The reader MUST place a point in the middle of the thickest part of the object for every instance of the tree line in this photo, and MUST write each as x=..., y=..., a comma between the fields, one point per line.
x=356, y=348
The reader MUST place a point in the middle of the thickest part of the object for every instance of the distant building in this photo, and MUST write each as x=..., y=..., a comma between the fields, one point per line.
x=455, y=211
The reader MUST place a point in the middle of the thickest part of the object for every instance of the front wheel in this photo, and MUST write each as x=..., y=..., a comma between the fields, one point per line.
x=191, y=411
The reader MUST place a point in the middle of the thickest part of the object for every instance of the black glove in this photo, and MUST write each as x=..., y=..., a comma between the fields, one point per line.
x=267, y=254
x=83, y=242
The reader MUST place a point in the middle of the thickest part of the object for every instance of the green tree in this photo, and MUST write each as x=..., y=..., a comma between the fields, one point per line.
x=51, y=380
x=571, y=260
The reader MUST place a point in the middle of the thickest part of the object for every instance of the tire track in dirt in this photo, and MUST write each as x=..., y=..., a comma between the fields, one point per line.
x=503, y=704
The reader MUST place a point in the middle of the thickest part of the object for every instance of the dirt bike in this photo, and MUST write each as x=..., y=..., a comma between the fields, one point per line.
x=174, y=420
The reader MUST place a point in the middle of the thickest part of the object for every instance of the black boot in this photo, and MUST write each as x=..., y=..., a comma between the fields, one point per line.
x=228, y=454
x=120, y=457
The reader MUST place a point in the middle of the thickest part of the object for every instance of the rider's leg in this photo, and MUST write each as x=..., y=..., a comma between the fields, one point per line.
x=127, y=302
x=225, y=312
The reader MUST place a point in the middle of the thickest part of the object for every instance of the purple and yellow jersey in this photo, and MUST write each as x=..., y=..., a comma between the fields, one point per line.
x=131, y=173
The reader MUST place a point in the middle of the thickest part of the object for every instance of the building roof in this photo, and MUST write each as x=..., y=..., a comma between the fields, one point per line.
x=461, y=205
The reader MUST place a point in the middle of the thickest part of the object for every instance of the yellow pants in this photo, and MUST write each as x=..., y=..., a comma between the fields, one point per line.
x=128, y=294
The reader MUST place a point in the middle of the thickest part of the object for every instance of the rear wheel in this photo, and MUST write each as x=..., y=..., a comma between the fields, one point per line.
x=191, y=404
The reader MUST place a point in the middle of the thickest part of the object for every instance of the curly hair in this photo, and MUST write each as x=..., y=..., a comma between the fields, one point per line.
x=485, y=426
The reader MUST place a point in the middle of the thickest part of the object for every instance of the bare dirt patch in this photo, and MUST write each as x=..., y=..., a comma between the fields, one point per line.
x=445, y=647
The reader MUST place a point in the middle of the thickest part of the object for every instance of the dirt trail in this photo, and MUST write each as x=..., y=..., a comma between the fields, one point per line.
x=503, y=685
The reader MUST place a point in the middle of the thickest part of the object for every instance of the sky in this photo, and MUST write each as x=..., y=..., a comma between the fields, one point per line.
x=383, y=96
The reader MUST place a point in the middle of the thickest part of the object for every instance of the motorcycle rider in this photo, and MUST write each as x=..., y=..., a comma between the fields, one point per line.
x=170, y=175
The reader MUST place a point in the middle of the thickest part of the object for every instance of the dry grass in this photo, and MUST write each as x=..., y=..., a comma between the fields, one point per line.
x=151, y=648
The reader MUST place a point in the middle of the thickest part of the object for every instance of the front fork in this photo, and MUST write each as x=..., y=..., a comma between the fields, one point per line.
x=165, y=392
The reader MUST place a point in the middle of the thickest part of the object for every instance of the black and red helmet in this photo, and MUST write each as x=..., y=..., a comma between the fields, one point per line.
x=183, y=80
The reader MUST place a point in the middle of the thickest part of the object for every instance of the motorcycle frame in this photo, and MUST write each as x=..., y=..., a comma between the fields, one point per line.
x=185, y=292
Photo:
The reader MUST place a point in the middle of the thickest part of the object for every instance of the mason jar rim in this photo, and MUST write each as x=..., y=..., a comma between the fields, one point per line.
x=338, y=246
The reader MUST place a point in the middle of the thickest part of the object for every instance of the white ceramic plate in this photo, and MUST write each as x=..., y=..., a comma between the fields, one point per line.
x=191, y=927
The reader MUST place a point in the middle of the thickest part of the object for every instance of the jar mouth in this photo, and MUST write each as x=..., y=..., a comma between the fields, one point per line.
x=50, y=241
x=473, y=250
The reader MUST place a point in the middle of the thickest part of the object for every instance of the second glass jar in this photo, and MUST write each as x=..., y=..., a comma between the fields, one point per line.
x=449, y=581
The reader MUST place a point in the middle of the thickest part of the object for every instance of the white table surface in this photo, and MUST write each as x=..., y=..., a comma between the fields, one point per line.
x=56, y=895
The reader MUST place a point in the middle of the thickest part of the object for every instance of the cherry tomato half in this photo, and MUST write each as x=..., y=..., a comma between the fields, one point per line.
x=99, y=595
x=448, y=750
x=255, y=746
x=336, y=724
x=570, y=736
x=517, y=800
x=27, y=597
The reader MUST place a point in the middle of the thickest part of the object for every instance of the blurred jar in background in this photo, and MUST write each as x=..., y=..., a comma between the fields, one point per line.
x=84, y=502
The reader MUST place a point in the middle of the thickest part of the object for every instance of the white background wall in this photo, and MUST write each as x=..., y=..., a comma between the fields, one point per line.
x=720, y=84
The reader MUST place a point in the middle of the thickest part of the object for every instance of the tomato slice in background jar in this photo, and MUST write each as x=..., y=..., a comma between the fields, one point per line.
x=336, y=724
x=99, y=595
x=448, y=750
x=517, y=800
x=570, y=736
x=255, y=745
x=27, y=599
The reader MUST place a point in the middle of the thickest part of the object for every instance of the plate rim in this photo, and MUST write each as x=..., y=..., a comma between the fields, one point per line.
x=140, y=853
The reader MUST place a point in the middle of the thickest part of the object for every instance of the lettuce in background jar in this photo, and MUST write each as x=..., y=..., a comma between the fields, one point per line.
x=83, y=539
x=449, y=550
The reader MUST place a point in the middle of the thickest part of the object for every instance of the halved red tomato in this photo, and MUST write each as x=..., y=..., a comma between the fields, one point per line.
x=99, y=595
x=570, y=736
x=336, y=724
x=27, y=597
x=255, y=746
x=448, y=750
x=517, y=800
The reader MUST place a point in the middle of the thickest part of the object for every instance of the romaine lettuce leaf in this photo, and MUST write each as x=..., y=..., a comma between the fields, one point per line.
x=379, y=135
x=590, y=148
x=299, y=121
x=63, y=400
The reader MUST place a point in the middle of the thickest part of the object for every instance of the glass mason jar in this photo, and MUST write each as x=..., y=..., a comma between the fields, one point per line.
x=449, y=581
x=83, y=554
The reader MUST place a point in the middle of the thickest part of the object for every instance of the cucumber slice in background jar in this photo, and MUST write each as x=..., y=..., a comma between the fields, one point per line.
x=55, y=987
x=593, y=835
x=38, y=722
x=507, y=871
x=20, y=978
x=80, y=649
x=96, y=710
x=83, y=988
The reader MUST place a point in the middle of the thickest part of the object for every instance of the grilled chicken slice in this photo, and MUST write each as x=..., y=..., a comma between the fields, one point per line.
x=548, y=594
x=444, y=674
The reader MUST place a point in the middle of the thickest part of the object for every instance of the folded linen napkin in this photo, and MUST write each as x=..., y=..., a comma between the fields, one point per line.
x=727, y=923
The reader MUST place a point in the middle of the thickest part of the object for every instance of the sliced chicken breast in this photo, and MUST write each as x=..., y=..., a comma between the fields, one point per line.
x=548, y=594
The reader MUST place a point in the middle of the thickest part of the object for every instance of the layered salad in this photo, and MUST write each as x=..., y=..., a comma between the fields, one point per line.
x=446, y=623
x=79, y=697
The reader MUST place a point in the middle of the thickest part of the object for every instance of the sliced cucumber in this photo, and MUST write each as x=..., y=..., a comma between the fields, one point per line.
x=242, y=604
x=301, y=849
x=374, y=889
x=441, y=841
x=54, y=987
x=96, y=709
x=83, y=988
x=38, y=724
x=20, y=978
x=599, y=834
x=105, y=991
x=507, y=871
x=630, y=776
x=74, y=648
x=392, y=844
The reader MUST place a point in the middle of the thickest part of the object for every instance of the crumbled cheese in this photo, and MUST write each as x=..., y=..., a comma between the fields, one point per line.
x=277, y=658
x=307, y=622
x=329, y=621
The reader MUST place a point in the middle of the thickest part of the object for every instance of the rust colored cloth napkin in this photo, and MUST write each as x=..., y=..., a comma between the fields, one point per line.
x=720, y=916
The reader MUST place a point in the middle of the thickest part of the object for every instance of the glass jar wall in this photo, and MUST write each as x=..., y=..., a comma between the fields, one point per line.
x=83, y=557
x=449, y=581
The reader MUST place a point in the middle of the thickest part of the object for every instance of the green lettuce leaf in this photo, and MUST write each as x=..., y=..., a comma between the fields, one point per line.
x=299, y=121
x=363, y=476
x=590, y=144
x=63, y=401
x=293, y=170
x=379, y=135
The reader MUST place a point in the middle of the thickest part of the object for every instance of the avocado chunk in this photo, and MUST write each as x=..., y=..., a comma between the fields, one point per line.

Task prompt: Starting at the line that contains "the green lettuce", restate word for word every line through the last one in the records above. Return nothing else.

Your response:
The reader MUST place a point in the middle of the thickest part of the object for every instance of the green lettuce leaf in this photo, and MUST write each as x=..., y=..., a comma between the fields, one point per line.
x=299, y=121
x=363, y=476
x=590, y=144
x=63, y=401
x=293, y=170
x=379, y=135
The reader MUST place a point in the middle of the thickest part of the object for every instance of the avocado chunk in this photo, and MUST write each as x=..., y=..., a comma between the fields, one point per line.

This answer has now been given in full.